### WRITTEN TASK
Render each line of the rows below as a Markdown table with two columns, No. and Line. Number the lines in order and omit blank lines.

### DATA IN THIS EXERCISE
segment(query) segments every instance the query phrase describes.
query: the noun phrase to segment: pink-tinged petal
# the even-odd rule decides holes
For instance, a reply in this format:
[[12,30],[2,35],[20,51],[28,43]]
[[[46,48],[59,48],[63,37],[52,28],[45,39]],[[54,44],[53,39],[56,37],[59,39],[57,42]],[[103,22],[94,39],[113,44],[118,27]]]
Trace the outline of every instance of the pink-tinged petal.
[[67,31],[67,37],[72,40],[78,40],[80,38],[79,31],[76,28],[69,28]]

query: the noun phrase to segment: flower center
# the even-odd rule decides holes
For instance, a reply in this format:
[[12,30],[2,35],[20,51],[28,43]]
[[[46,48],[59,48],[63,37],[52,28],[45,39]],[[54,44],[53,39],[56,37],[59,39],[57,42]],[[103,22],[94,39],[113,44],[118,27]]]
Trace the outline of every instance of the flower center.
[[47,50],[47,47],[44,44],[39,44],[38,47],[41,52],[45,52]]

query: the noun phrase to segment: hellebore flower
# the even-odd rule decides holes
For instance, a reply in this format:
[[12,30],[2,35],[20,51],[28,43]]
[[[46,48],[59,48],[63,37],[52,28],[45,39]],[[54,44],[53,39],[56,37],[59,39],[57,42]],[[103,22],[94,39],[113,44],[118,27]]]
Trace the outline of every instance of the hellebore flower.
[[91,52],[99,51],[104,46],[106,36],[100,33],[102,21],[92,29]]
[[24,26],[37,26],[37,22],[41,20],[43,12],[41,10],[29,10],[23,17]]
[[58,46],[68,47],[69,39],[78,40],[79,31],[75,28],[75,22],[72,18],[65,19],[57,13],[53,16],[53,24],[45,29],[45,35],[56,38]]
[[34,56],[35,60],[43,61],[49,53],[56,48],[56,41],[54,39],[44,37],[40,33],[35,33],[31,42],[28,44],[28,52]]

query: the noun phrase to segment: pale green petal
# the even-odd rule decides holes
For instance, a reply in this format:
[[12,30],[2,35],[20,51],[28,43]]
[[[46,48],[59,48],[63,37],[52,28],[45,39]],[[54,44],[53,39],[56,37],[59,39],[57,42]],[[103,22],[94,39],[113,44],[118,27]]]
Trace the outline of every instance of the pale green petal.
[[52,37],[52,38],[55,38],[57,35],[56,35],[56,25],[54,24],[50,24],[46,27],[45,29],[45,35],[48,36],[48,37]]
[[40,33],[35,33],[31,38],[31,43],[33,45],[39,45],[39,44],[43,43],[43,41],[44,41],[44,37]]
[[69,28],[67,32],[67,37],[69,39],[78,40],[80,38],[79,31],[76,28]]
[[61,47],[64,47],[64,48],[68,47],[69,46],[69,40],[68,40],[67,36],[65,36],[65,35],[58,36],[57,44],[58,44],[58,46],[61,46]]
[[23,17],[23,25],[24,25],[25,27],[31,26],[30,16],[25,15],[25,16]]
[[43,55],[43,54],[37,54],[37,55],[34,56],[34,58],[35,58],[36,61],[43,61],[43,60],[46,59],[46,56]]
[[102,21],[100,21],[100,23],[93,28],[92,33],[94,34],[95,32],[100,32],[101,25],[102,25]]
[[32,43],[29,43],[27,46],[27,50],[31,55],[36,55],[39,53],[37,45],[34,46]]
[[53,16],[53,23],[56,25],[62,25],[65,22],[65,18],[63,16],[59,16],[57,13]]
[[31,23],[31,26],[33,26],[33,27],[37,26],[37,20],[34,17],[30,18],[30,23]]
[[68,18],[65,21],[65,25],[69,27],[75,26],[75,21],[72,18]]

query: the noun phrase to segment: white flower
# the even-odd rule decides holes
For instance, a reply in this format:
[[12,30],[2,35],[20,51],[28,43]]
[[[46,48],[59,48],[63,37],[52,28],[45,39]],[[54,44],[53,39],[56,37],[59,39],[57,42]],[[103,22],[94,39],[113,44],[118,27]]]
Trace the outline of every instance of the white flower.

### CORRECT ANSWER
| No. | Line |
|---|---|
| 1 | segment(query) segments every instance the query phrase describes. |
| 2 | query: the noun phrase to segment: pink-tinged petal |
| 3 | # the even-odd rule decides holes |
| 4 | For instance, a reply in this format: |
| 5 | [[12,30],[2,35],[20,51],[28,43]] |
| 6 | [[[46,48],[59,48],[63,37],[52,28],[45,39]],[[54,44],[53,39],[56,37],[59,39],[57,42]],[[103,22],[94,39],[113,44],[118,27]]] |
| 7 | Trace the outline of every instance of the pink-tinged petal. |
| 8 | [[67,31],[67,37],[72,40],[78,40],[80,38],[79,31],[76,28],[69,28]] |
| 9 | query: the noun phrase to segment: flower center |
| 10 | # the even-odd rule decides holes |
| 11 | For instance, a reply in this format: |
| 12 | [[12,30],[2,35],[20,51],[28,43]] |
| 13 | [[[46,48],[59,48],[63,37],[52,28],[45,39]],[[54,44],[53,39],[56,37],[59,39],[57,42]],[[103,22],[94,39],[113,44],[118,27]]] |
| 14 | Trace the outline of every instance of the flower center. |
| 15 | [[47,50],[47,47],[44,44],[39,44],[38,47],[41,52],[45,52]] |
| 16 | query: the noun phrase to segment: hellebore flower |
| 17 | # the even-odd rule decides holes |
| 18 | For instance, a reply in this format: |
| 19 | [[12,30],[2,35],[20,51],[28,43]] |
| 20 | [[[46,48],[59,48],[63,37],[52,28],[45,39]],[[54,44],[53,39],[56,37],[59,39],[57,42]],[[103,22],[94,39],[113,44],[118,27]]] |
| 21 | Trace the outline of every instance of the hellebore flower. |
| 22 | [[91,52],[99,51],[104,46],[106,36],[100,33],[102,21],[92,29]] |
| 23 | [[24,26],[37,26],[37,22],[41,20],[43,12],[41,10],[29,10],[23,17]] |
| 24 | [[58,46],[68,47],[69,39],[78,40],[79,31],[75,28],[75,22],[72,18],[65,19],[57,13],[53,16],[53,24],[45,29],[45,35],[56,38]] |
| 25 | [[34,56],[35,60],[43,61],[49,53],[56,48],[56,41],[54,39],[44,37],[40,33],[35,33],[31,42],[28,44],[28,52]] |
| 26 | query: the noun phrase to segment: pale green petal |
| 27 | # the even-odd rule decides holes |
| 28 | For instance, a reply in this format: |
| 29 | [[12,30],[2,35],[20,51],[28,43]] |
| 30 | [[[46,48],[59,48],[63,37],[52,28],[45,39]],[[54,44],[53,39],[56,37],[59,39],[57,42]],[[103,22],[94,39],[113,44],[118,27]]] |
| 31 | Trace the outline of every instance of the pale green petal. |
| 32 | [[52,37],[52,38],[55,38],[57,35],[56,35],[56,25],[54,24],[50,24],[46,27],[45,29],[45,35],[48,36],[48,37]] |
| 33 | [[40,33],[35,33],[31,38],[31,43],[33,45],[39,45],[39,44],[43,43],[43,41],[44,41],[44,37]] |
| 34 | [[69,28],[67,32],[67,37],[69,39],[78,40],[80,38],[79,31],[76,28]] |
| 35 | [[61,47],[64,47],[64,48],[68,47],[69,46],[69,40],[68,40],[67,36],[65,36],[65,35],[58,36],[57,44],[58,44],[58,46],[61,46]] |
| 36 | [[23,17],[23,25],[24,25],[25,27],[31,26],[30,16],[25,15],[25,16]] |
| 37 | [[43,55],[43,54],[37,54],[37,55],[34,56],[34,58],[35,58],[36,61],[43,61],[43,60],[46,59],[46,56]] |
| 38 | [[102,21],[100,21],[100,23],[93,28],[92,33],[94,34],[95,32],[100,32],[101,25],[102,25]] |
| 39 | [[32,43],[29,43],[27,46],[27,50],[31,55],[36,55],[39,53],[37,45],[34,46]] |
| 40 | [[53,16],[53,23],[56,25],[62,25],[65,22],[65,18],[63,16],[59,16],[57,13]] |
| 41 | [[31,23],[31,26],[33,26],[33,27],[37,26],[37,20],[34,17],[30,18],[30,23]] |
| 42 | [[68,18],[65,21],[65,25],[69,27],[75,26],[75,21],[72,18]] |
| 43 | query: the noun phrase to segment: white flower |
| 44 | # the even-odd rule decides holes |
| 45 | For instance, a reply in this format: |
| 46 | [[12,30],[2,35],[20,51],[28,43]] |
| 47 | [[[46,48],[59,48],[63,37],[52,28],[45,39]],[[54,44],[53,39],[56,37],[59,39],[57,42]],[[103,22],[94,39],[113,44],[118,27]]] |
| 48 | Trace the outline of every instance of the white flower. |